Could you reproduce, word for word, the part of the Herbert Goodman article below that runs between "Other information" and "fighter (born 1977)", inclusive?

BEGIN Excerpt

- Born: August 31, 1977 (age 49) Miami, Florida, U.S.
- Other names: Whisper
- Height: 6 ft 1 in (1.85 m)
- Weight: 185 lb (84 kg; 13.2 st)
- Division: Middleweight
- Reach: 75.0 in (191 cm)
- Fighting out of: Green Bay, Wisconsin, United States
- Team: Fox Valley Grappling Club
- Years active: 2007-2011

Mixed martial arts record
- Total: 30
- Wins: 19
- By knockout: 7
- By submission: 8
- By decision: 3
- By disqualification: 1
- Losses: 11
- By knockout: 3
- By submission: 2
- By decision: 6

Other information
- University: Graceland College
- Mixed martial arts record from Sherdog

= Herbert Goodman =

American mixed martial arts fighter (born 1977)

Herbert Goodman (born August 31, 1977) is an American retired professional mixed martial artist and former NFL running back for the Green Bay Packers. A professional competitor from 2007 until 2011, Goodman competed for Bellator, M-1 Global and King of the Cage. He received his nickname, "Whisper" due to his soft-spoken personality.

==Background==
Goodman was born and raised in Miami, Florida, attending Homestead High School where he competed in track and field, becoming a two-time letter winner in the sport and also placed third in the state long jump during his senior year. Goodman began playing football during his senior year of high school, and then continued with the sport for the two years 1998-1999 at Graceland College (NAIA) in Lamoni, Iowa, where he rushed for 2,385 yards before he was signed by the Green Bay Packers of the NFL as an undrafted free agent in 2000.

==NFL career==
Goodman played two seasons in the National Football League (NFL) as a running back and kick returner for the Green Bay Packers, appearing in 12 games during the 2000 and 2001 seasons. He ran the ball four times for -3 yards and returned five kickoffs for 150 yards. He also fumbled twice. Goodman was allocated to NFL Europe in 2002 where he started for the Scottish Claymores, rushing for 873 yards to lead the league and also surpass Siran Stacy's single season team rushing record. After his stint in the NFL, Goodman also was a member of various teams' practice squads, played in the CFL, and also played semi-professionally in Wisconsin. He eventually retired in 2005 after suffering a knee injury in the CFL.

==Mixed martial arts career==
===Early career===
Goodman started his professional mixed martial arts career in 2007. He fought Hector Lombard at Bellator 24 and lost via first-round KO.

END Excerpt
BEGIN Items

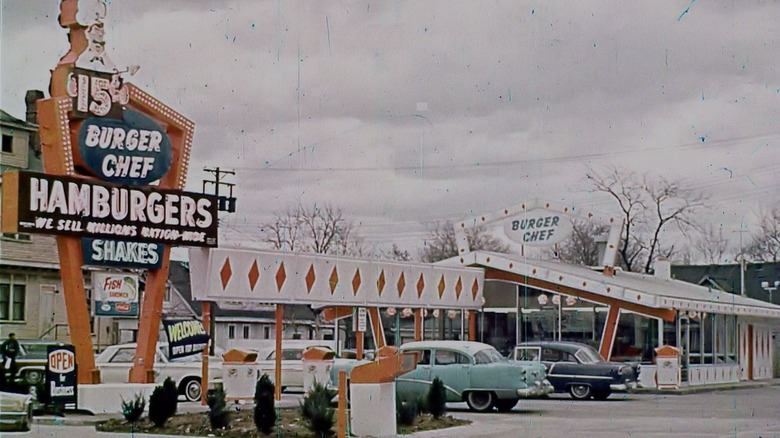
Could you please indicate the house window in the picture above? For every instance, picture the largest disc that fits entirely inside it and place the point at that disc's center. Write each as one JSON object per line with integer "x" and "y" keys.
{"x": 12, "y": 300}
{"x": 8, "y": 143}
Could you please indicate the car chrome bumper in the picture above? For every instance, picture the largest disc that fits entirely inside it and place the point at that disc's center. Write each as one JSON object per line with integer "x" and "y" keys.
{"x": 541, "y": 387}
{"x": 627, "y": 386}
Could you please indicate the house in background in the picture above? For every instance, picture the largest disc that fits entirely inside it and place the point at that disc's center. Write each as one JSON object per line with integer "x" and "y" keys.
{"x": 238, "y": 327}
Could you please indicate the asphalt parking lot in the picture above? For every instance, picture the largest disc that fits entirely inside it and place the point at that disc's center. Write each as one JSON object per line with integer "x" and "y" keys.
{"x": 746, "y": 412}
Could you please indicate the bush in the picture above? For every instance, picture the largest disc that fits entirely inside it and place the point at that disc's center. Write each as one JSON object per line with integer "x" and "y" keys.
{"x": 133, "y": 409}
{"x": 159, "y": 407}
{"x": 316, "y": 410}
{"x": 265, "y": 411}
{"x": 406, "y": 412}
{"x": 172, "y": 394}
{"x": 219, "y": 414}
{"x": 437, "y": 399}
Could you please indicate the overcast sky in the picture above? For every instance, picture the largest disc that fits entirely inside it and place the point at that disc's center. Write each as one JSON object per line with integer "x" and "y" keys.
{"x": 405, "y": 113}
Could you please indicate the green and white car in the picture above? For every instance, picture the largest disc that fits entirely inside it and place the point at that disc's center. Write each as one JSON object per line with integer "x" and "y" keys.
{"x": 471, "y": 372}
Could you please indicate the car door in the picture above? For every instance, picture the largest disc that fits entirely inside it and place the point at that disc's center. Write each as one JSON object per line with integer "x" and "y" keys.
{"x": 117, "y": 368}
{"x": 454, "y": 370}
{"x": 412, "y": 385}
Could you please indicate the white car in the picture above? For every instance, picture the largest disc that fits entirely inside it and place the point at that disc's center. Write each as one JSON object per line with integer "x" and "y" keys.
{"x": 292, "y": 365}
{"x": 115, "y": 362}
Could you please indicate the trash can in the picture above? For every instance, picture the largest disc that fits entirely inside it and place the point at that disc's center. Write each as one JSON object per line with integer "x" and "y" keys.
{"x": 667, "y": 371}
{"x": 372, "y": 391}
{"x": 240, "y": 372}
{"x": 316, "y": 363}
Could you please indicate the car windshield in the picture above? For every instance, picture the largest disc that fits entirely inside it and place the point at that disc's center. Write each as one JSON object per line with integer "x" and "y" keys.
{"x": 488, "y": 355}
{"x": 588, "y": 355}
{"x": 34, "y": 351}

END Items

# Complete output
Other information
- University: Graceland College
- Mixed martial arts record from Sherdog

= Herbert Goodman =

American mixed martial arts fighter (born 1977)